No. See limits.h for size limitations.

>>Why does 'printf("size of size_t: %d\n",sizeof(size_t ));' make a warning?

Probably because size_t is unsigned long and %d is signed int. Try %u and see if the warning persists.

>>The size_t is a unsigned long int, so apparantly it uses 8 bytes,
No, its only 4 bytes on a 32-bit compiler. See the sizeof operator.

>>It seems that the max value of a size_t on my 64bit ubuntu system is
18446744073709551615

It's the compiler's limits in limits.h. If you are using a 32-bit compiler than the size of size_t is still 32-bits even though you may be running the compiler on a 64-bit operating system.

Considering the output you received from your program I would guess that g++ is compiling as a 64-bit compiler.

Member Avatar for ArkM

>Apparantly the size_t is typedefed to a unsigned long int on my system. Is this safe to assume its the same on all c++ compilers?

Nope: "The value of the result (of the operator sizeof) is implementation-defined, and its type (an unsigned integer type) is size_t, defined in <stddef.h> (and other headers)."

>Why does 'printf("size of size_t: %d\n",sizeof(size_t ));' make a warning?

Use well-known %lu format specifier for unsigned long int...

>Why cant I do a 63 bit left shift?
1<<63 - constant 1 type is int, not unsigned long int...

>If I had one hell of a machine would this mean that I should be able to allocate an array with this extreme big dimension?

Nope. The language standard does not define max array extent, it's an implementation-defined value.

Member Avatar for monkey_king

Why does printf("size of size_t: %d\n",sizeof(size_t )); make a warning?

Use well-known %lu format specifier for unsigned long int...

What I don't really grasp is that the sizeof function maps into 'unsigned long int' domain, instead of simply int?

Why cant I do a 63 bit left shift?

1 << 63 - constant 1 type is int, not unsigned long int...

Material supplied:
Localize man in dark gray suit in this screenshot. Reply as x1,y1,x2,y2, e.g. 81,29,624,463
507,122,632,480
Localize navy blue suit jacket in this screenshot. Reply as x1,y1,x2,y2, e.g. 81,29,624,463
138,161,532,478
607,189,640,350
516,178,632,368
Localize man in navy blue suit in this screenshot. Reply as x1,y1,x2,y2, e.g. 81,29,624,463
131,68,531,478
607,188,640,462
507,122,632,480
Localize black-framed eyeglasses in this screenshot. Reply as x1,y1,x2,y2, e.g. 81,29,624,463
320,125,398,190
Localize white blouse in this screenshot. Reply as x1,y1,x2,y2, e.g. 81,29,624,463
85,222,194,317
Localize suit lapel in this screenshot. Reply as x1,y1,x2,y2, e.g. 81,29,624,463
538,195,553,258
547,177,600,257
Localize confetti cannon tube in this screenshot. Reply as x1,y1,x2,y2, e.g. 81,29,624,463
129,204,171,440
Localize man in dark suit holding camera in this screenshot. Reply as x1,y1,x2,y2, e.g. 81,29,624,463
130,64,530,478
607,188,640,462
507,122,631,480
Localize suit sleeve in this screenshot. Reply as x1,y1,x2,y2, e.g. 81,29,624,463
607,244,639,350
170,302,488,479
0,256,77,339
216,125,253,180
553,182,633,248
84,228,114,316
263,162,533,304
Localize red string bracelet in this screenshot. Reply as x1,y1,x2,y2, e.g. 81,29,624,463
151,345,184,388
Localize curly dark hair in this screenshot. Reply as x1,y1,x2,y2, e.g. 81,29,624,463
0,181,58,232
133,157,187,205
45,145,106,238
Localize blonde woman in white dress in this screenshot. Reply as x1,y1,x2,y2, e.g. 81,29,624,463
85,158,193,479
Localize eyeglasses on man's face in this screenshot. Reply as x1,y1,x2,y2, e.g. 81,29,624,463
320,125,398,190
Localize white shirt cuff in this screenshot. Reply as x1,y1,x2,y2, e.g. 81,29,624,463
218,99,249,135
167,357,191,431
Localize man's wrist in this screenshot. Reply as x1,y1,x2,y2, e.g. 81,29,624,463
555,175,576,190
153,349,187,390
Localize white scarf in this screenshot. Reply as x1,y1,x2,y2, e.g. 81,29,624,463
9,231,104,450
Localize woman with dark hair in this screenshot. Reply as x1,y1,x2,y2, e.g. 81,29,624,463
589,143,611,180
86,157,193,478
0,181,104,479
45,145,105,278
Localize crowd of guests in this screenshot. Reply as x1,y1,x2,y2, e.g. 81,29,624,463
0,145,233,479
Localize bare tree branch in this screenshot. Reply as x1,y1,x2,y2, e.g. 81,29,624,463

Stated exercise A:
According to the size_t thread, which format specifier should be used for unsigned long int?
Stated exercise B:
Copy word for word the stretch of the size_t thread that begins at the words "Nope. The language" and ends after "of simply int?".

Exercise result A:
%lu

Exercise result B:
Nope. The language standard does not define max array extent, it's an implementation-defined value.

Member Avatar for monkey_king

Why does printf("size of size_t: %d\n",sizeof(size_t )); make a warning?

Use well-known %lu format specifier for unsigned long int...

What I don't really grasp is that the sizeof function maps into 'unsigned long int' domain, instead of simply int?